=== Material shown ===

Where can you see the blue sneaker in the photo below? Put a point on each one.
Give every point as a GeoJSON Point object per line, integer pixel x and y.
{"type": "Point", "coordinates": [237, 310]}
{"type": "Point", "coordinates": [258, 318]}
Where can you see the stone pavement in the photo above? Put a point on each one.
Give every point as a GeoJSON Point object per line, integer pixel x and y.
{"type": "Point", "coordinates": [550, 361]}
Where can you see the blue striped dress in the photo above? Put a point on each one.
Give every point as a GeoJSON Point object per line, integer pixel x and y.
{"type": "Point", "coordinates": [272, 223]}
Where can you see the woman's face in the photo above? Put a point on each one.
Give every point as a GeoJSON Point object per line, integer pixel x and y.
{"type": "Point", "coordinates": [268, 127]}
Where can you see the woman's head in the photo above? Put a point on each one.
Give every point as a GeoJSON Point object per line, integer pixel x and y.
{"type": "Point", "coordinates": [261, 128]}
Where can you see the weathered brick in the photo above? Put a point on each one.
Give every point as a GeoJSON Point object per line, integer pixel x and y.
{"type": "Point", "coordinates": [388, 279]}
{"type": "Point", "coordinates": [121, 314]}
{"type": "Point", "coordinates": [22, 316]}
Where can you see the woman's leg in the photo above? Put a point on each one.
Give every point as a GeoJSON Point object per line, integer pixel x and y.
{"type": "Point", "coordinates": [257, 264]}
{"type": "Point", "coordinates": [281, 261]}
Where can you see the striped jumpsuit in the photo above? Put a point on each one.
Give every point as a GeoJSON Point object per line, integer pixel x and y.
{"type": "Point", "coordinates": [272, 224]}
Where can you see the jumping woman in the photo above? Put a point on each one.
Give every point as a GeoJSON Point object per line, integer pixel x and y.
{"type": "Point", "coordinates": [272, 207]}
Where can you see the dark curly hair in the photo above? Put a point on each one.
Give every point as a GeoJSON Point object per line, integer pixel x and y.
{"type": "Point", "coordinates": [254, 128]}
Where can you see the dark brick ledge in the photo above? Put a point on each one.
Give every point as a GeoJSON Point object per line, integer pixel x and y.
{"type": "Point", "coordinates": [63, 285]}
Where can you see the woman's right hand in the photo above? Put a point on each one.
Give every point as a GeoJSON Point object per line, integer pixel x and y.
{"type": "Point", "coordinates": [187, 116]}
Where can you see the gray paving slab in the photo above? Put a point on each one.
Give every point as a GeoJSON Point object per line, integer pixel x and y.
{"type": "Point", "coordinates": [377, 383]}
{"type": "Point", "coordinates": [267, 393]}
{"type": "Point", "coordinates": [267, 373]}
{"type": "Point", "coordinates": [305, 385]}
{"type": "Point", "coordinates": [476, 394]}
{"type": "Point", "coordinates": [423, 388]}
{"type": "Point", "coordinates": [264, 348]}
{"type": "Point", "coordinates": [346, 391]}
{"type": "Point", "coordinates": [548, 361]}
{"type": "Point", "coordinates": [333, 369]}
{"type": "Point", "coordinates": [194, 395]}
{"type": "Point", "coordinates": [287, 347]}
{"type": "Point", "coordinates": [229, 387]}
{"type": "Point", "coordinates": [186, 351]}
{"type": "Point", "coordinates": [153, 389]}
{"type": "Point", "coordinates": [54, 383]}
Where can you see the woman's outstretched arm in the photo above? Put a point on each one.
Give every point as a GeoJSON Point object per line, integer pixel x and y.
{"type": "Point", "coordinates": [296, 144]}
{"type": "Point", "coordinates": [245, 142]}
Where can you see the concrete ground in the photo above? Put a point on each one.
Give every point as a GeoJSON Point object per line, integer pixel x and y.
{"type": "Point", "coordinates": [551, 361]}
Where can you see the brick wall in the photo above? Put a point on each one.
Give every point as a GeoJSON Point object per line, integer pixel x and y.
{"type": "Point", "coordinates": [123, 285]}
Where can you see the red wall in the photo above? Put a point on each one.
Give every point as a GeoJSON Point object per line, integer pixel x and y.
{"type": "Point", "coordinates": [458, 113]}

===

* Directions for this task:
In the entries above, how many lines contain the word "blue"? Provide the number alone.

* Answer for this exercise:
2